— Records from a point labeling set —
________________________________________

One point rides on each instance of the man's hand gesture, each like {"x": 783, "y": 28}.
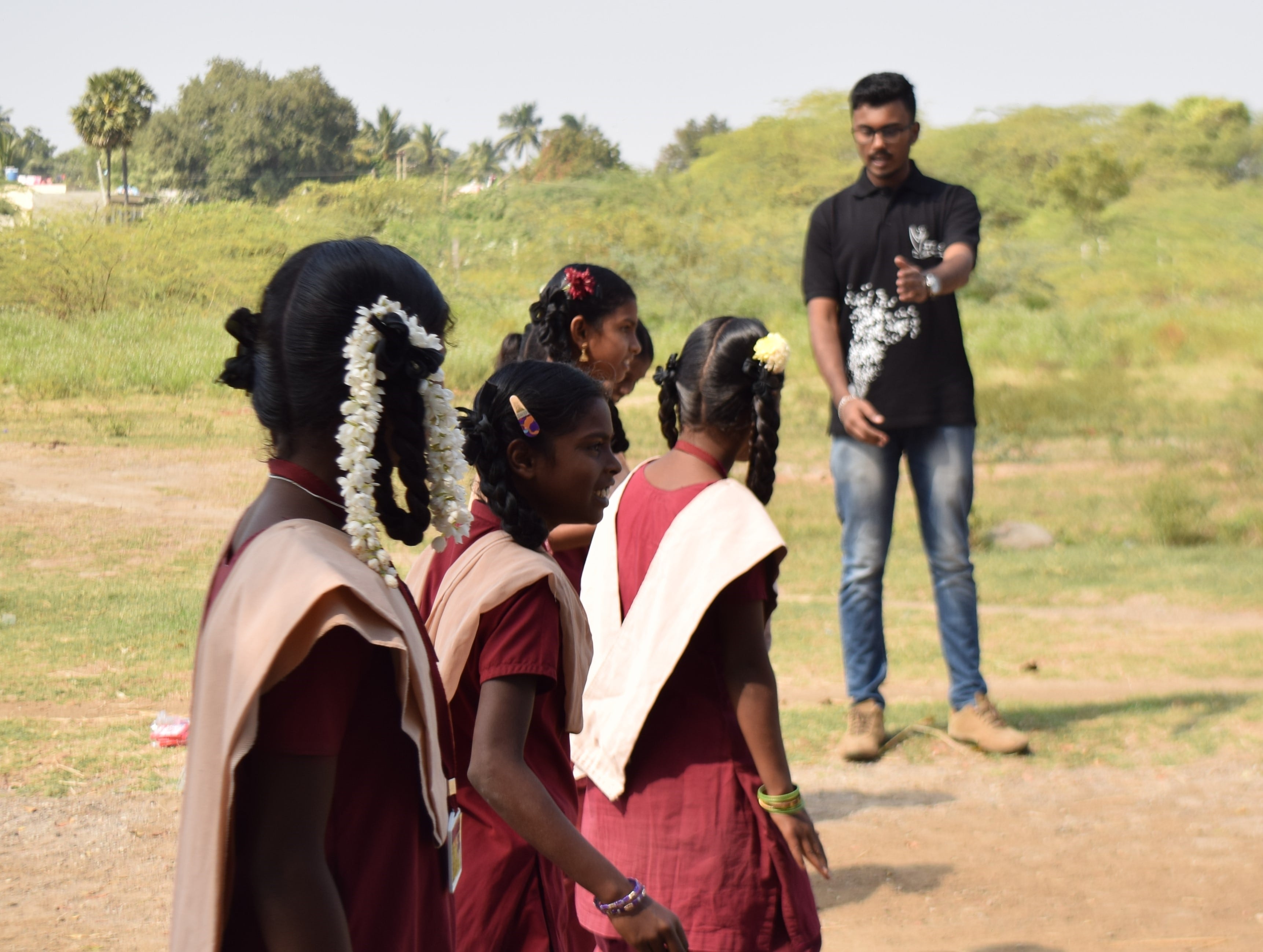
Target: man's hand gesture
{"x": 858, "y": 418}
{"x": 911, "y": 282}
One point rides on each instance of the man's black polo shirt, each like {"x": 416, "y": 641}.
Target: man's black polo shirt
{"x": 907, "y": 360}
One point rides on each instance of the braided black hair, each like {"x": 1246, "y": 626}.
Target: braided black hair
{"x": 715, "y": 382}
{"x": 557, "y": 396}
{"x": 548, "y": 336}
{"x": 557, "y": 307}
{"x": 290, "y": 360}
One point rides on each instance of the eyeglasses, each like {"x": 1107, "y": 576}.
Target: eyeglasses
{"x": 888, "y": 133}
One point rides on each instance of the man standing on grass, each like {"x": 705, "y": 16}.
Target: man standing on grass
{"x": 883, "y": 261}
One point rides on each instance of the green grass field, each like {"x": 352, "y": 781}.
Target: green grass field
{"x": 1119, "y": 368}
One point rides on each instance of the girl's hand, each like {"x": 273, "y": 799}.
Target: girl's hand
{"x": 652, "y": 930}
{"x": 800, "y": 833}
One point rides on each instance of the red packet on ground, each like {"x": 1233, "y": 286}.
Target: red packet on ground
{"x": 168, "y": 730}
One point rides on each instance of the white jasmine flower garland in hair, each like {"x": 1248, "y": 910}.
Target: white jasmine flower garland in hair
{"x": 772, "y": 353}
{"x": 361, "y": 416}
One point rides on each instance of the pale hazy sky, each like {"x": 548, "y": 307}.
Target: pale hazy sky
{"x": 642, "y": 69}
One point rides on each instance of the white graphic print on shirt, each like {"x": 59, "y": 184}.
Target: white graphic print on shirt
{"x": 922, "y": 246}
{"x": 877, "y": 322}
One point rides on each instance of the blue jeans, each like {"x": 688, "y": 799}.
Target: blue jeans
{"x": 941, "y": 462}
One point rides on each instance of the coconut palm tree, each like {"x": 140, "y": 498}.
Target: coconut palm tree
{"x": 482, "y": 159}
{"x": 113, "y": 110}
{"x": 379, "y": 143}
{"x": 523, "y": 127}
{"x": 427, "y": 148}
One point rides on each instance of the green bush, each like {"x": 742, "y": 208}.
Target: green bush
{"x": 1178, "y": 513}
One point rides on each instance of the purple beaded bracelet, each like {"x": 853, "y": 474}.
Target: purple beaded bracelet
{"x": 632, "y": 903}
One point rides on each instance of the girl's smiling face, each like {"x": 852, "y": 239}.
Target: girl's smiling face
{"x": 568, "y": 478}
{"x": 612, "y": 344}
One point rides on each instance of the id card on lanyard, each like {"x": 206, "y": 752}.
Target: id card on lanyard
{"x": 454, "y": 849}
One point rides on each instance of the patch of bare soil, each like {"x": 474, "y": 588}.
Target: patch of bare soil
{"x": 151, "y": 487}
{"x": 979, "y": 856}
{"x": 968, "y": 855}
{"x": 85, "y": 873}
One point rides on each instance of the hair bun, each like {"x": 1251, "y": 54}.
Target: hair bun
{"x": 238, "y": 373}
{"x": 667, "y": 374}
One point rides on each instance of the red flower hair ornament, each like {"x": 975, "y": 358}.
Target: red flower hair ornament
{"x": 580, "y": 284}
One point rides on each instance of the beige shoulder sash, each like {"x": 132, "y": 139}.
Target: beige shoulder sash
{"x": 295, "y": 583}
{"x": 488, "y": 572}
{"x": 715, "y": 540}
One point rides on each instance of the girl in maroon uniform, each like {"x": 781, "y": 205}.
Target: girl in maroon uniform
{"x": 514, "y": 649}
{"x": 681, "y": 744}
{"x": 316, "y": 805}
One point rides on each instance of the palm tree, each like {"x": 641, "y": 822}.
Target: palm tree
{"x": 379, "y": 143}
{"x": 114, "y": 108}
{"x": 427, "y": 148}
{"x": 11, "y": 143}
{"x": 482, "y": 159}
{"x": 523, "y": 127}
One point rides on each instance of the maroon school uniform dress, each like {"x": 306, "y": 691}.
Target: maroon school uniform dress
{"x": 341, "y": 701}
{"x": 689, "y": 824}
{"x": 510, "y": 897}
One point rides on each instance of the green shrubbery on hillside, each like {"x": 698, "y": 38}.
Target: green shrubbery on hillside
{"x": 1166, "y": 276}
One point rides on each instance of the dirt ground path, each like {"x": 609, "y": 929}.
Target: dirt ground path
{"x": 965, "y": 854}
{"x": 969, "y": 855}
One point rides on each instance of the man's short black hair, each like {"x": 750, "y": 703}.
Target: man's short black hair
{"x": 881, "y": 89}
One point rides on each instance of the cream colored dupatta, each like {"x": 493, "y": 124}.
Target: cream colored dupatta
{"x": 295, "y": 583}
{"x": 492, "y": 570}
{"x": 723, "y": 533}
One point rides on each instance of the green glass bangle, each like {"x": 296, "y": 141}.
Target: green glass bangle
{"x": 764, "y": 797}
{"x": 782, "y": 812}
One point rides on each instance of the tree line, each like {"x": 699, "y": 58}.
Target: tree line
{"x": 241, "y": 133}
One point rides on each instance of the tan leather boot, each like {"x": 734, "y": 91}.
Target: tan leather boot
{"x": 982, "y": 725}
{"x": 866, "y": 731}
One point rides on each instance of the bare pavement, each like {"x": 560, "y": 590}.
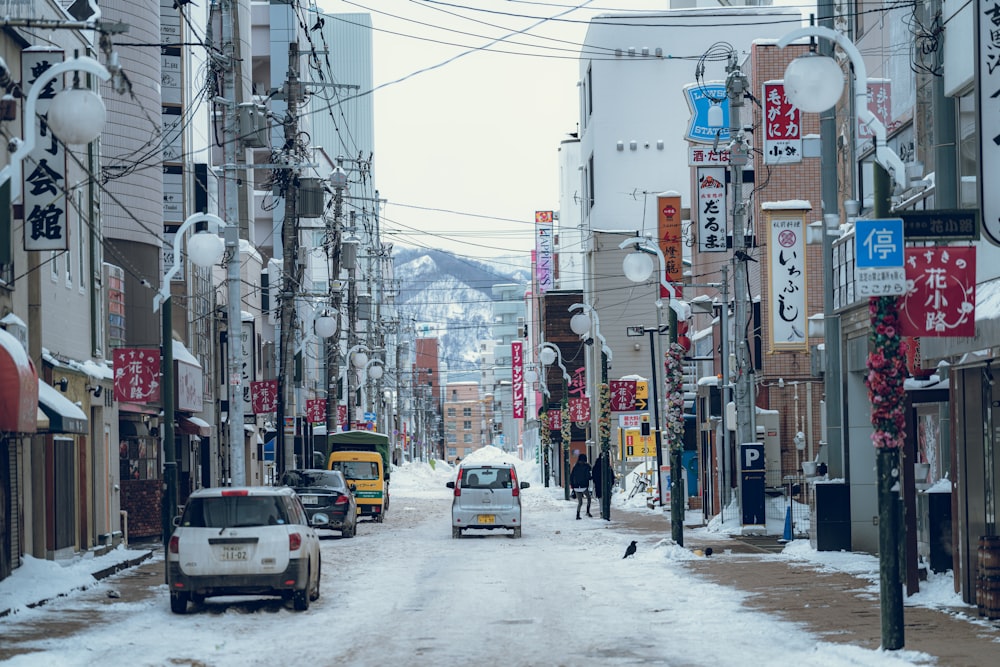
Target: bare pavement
{"x": 837, "y": 607}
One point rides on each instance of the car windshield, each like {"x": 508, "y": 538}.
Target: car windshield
{"x": 357, "y": 469}
{"x": 486, "y": 478}
{"x": 234, "y": 512}
{"x": 301, "y": 478}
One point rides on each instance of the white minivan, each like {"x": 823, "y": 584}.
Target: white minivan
{"x": 487, "y": 497}
{"x": 252, "y": 540}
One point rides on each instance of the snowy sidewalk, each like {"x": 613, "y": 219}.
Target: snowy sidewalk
{"x": 833, "y": 594}
{"x": 38, "y": 581}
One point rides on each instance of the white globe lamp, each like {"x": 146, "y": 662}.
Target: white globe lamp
{"x": 205, "y": 249}
{"x": 637, "y": 266}
{"x": 814, "y": 83}
{"x": 77, "y": 116}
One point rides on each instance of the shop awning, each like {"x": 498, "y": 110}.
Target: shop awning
{"x": 18, "y": 387}
{"x": 194, "y": 426}
{"x": 64, "y": 416}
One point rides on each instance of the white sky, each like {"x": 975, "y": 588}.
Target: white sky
{"x": 561, "y": 581}
{"x": 467, "y": 152}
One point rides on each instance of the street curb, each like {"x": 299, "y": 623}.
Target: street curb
{"x": 100, "y": 574}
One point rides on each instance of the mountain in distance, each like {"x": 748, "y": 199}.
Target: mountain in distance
{"x": 445, "y": 296}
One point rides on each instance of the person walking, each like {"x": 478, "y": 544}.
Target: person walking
{"x": 579, "y": 479}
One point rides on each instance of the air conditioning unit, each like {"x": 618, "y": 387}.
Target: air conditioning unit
{"x": 253, "y": 129}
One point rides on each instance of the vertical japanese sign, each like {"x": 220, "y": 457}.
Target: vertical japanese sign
{"x": 668, "y": 217}
{"x": 264, "y": 396}
{"x": 622, "y": 395}
{"x": 316, "y": 410}
{"x": 942, "y": 300}
{"x": 787, "y": 271}
{"x": 137, "y": 375}
{"x": 988, "y": 112}
{"x": 46, "y": 217}
{"x": 517, "y": 378}
{"x": 880, "y": 104}
{"x": 782, "y": 126}
{"x": 544, "y": 273}
{"x": 712, "y": 221}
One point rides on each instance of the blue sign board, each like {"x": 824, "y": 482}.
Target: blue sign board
{"x": 879, "y": 243}
{"x": 701, "y": 97}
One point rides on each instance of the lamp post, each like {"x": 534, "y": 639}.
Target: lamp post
{"x": 356, "y": 360}
{"x": 813, "y": 85}
{"x": 581, "y": 324}
{"x": 204, "y": 249}
{"x": 637, "y": 267}
{"x": 76, "y": 115}
{"x": 549, "y": 354}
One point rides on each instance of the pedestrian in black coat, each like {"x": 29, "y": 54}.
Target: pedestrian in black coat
{"x": 579, "y": 480}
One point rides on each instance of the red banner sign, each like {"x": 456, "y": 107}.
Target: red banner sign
{"x": 942, "y": 299}
{"x": 264, "y": 396}
{"x": 137, "y": 375}
{"x": 316, "y": 410}
{"x": 517, "y": 378}
{"x": 622, "y": 395}
{"x": 579, "y": 409}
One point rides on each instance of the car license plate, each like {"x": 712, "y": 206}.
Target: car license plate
{"x": 235, "y": 552}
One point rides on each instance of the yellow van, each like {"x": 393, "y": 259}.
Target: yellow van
{"x": 366, "y": 477}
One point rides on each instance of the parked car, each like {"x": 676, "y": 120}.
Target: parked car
{"x": 325, "y": 492}
{"x": 243, "y": 541}
{"x": 486, "y": 497}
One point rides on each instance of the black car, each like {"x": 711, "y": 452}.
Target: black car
{"x": 325, "y": 492}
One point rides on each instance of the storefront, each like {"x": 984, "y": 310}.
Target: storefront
{"x": 18, "y": 420}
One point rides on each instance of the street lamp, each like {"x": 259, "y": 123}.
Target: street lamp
{"x": 886, "y": 161}
{"x": 357, "y": 359}
{"x": 549, "y": 354}
{"x": 581, "y": 324}
{"x": 76, "y": 115}
{"x": 204, "y": 249}
{"x": 637, "y": 267}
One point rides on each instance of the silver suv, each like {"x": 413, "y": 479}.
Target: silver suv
{"x": 487, "y": 496}
{"x": 251, "y": 540}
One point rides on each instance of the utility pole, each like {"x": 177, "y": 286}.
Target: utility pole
{"x": 331, "y": 346}
{"x": 291, "y": 271}
{"x": 234, "y": 381}
{"x": 736, "y": 85}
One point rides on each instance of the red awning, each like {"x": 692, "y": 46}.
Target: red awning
{"x": 194, "y": 426}
{"x": 18, "y": 387}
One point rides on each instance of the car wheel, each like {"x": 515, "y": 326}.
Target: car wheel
{"x": 301, "y": 598}
{"x": 178, "y": 602}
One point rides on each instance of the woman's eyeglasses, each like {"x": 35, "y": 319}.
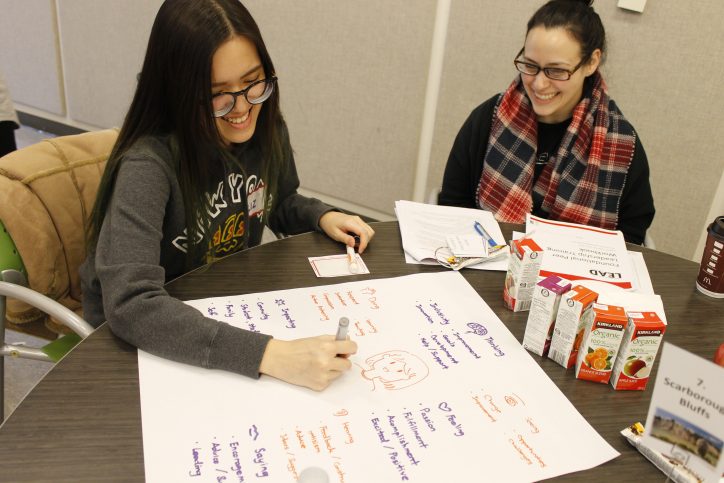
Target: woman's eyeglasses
{"x": 555, "y": 73}
{"x": 255, "y": 93}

________________________________________

— EXERCISE REQUIREMENTS —
Set down nothing but the lines from the one containing "One point rides on each instance of the silver" to the final line above, both included, with every picture left out.

— EXERCISE OUTPUT —
One point rides on each instance of the silver suv, each like {"x": 413, "y": 479}.
Target: silver suv
{"x": 487, "y": 496}
{"x": 251, "y": 540}
One point rides on each instance of the utility pole, each like {"x": 177, "y": 286}.
Target: utility pole
{"x": 331, "y": 346}
{"x": 291, "y": 271}
{"x": 234, "y": 381}
{"x": 736, "y": 85}
One point rides on each instance of the red awning, each like {"x": 692, "y": 46}.
Target: red awning
{"x": 194, "y": 426}
{"x": 18, "y": 387}
One point rides on each instance of the car wheel, each like {"x": 515, "y": 326}.
Target: car wheel
{"x": 301, "y": 598}
{"x": 178, "y": 602}
One point rides on each instance of the woman's eyeglasses, each like {"x": 35, "y": 319}.
Target: woman's eyeglasses
{"x": 555, "y": 73}
{"x": 255, "y": 93}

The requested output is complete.